* **Petunjuk 1**:
Jawab pertanyaan berikut berdasarkan teks tentang peringatan 20 tahun MoU Helsinki:
(a) Berapa usia Shadia Marhaban?
(b) Penghargaan apa yang diterima Shadia, dan dari mana?
(c) Di sektor apa saja perempuan Aceh kini masuk?
* **Petunjuk 2**:
Sunting teks tentang peringatan 20 tahun MoU Helsinki, mulai dari "Banda Aceh (Waspada" terus ke bawah hingga "tak boleh dilupakan.". Tulis ulang bagian itu dengan "patroli militer" diganti menjadi "operasi militer".

* **Kutipan Teks**:

Banda Aceh (Waspada Aceh) – Dua dekade sudah Nota Kesepahaman (MoU) Helsinki diteken. Aceh terbebas dari dentuman senjata dan patroli militer yang dulu membayang setiap langkah warganya.
Namun, bagi Shadia Marhaban (56) salah seorang tokoh perempuan Aceh di tim perunding Gerakan Aceh Merdeka (GAM) pada 2005, peringatan 20 tahun damai ini bukan sekadar seremoni. Ada pekerjaan rumah besar yang tak boleh dilupakan.
“Perdamaian ini harus terus dikawal. Jangan dibiarkan berjalan sendiri. Kalau kita lengah, bukan tidak mungkin masalah lama bisa muncul lagi,” kata Shadia usai menerima Lifetime Achievement Award dari UIN Ar-Raniry di Banda Aceh, Kamis (14/8/2025).
Shadia mengingat awal perundingan di Helsinki diwarnai rasa ragu. “Kami tidak sepenuhnya yakin implementasinya akan berhasil. Tapi ada poin-poin penting yang dijalankan pemerintah Indonesia, yang membuat kepercayaan itu tumbuh,” ujarnya.
Ia mengakui, damai membawa banyak perubahan positif ekonomi menguat, akses pendidikan meluas, dan rasa takut sirna. Namun, Shadia tak menutup mata pada sisi lain yang tak kalah penting: ekspektasi publik yang tak sepenuhnya terpenuhi.
“Dulu masyarakat Aceh sangat sengsara karena konflik. Setelah damai, banyak kemajuan. Tapi tentu ada sisi negatifnya. Semua butuh proses, dan ekspektasi masyarakat kadang tak sejalan dengan realita,” ujarnya.
Perempuan yang Merebut Ruang
Shadia mengatakan perubahan signifikan pada posisi perempuan pasca-damai. Kini, perempuan Aceh lebih banyak mengenyam pendidikan dan masuk ke sektor bisnis, perdagangan, pariwisata, hingga agama.

* **Entri Hasil Ekstraksi**:
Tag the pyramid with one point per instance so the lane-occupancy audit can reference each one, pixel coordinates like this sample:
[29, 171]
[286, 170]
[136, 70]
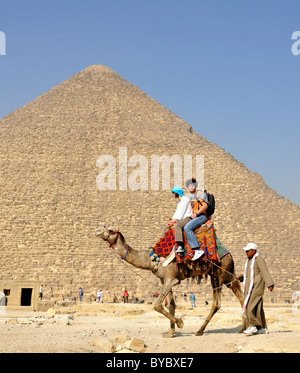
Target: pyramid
[51, 204]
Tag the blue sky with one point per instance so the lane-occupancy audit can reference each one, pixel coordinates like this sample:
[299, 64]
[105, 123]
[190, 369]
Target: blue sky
[225, 67]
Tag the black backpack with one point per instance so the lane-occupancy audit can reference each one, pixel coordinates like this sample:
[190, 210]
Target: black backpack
[211, 204]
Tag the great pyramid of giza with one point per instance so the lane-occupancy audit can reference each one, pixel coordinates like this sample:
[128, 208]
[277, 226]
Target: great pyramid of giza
[50, 203]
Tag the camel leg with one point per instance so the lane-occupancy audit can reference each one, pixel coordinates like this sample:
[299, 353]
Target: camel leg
[216, 305]
[158, 306]
[172, 306]
[236, 289]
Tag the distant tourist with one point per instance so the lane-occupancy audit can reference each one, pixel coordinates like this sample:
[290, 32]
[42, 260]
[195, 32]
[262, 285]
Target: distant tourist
[80, 293]
[125, 296]
[41, 292]
[193, 300]
[256, 277]
[100, 296]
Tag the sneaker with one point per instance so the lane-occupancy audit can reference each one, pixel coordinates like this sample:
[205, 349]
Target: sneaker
[198, 254]
[180, 249]
[263, 331]
[251, 330]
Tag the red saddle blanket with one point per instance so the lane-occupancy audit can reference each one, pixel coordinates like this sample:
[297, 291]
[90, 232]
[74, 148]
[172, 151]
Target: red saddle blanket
[205, 237]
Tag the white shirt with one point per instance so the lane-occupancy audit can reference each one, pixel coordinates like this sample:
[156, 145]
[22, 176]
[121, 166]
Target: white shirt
[184, 209]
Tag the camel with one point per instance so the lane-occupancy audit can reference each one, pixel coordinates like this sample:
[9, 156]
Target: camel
[173, 273]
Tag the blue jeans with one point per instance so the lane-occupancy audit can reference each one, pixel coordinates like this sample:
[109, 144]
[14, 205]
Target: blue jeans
[189, 230]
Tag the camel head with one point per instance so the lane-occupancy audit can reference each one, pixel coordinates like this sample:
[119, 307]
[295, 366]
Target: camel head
[107, 233]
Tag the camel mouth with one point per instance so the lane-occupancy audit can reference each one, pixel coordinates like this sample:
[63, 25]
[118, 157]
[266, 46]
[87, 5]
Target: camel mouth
[100, 232]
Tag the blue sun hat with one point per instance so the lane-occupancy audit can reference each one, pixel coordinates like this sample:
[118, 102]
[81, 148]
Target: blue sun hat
[178, 190]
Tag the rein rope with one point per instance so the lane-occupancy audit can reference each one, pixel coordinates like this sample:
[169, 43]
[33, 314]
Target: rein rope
[123, 259]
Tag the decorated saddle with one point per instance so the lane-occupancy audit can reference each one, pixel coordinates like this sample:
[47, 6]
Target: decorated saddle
[205, 236]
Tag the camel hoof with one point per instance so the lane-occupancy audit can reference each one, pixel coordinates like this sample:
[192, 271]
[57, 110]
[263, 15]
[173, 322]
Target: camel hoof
[180, 323]
[169, 335]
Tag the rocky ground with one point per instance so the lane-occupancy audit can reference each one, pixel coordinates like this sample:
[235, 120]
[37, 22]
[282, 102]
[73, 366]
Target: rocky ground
[119, 328]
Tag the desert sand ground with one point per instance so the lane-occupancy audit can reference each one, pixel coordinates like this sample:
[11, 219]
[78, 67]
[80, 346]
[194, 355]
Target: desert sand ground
[118, 327]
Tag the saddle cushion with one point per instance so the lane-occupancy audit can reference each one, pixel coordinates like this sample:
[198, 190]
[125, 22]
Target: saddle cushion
[206, 239]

* **Hasil yang Benar 1**:
(a) 56 tahun.
(b) Lifetime Achievement Award dari UIN Ar-Raniry.
(c) Bisnis, perdagangan, pariwisata, hingga agama.

* **Hasil yang Benar 2**:
Banda Aceh (Waspada Aceh) – Dua dekade sudah Nota Kesepahaman (MoU) Helsinki diteken. Aceh terbebas dari dentuman senjata dan operasi militer yang dulu membayang setiap langkah warganya.
Namun, bagi Shadia Marhaban (56) salah seorang tokoh perempuan Aceh di tim perunding Gerakan Aceh Merdeka (GAM) pada 2005, peringatan 20 tahun damai ini bukan sekadar seremoni. Ada pekerjaan rumah besar yang tak boleh dilupakan.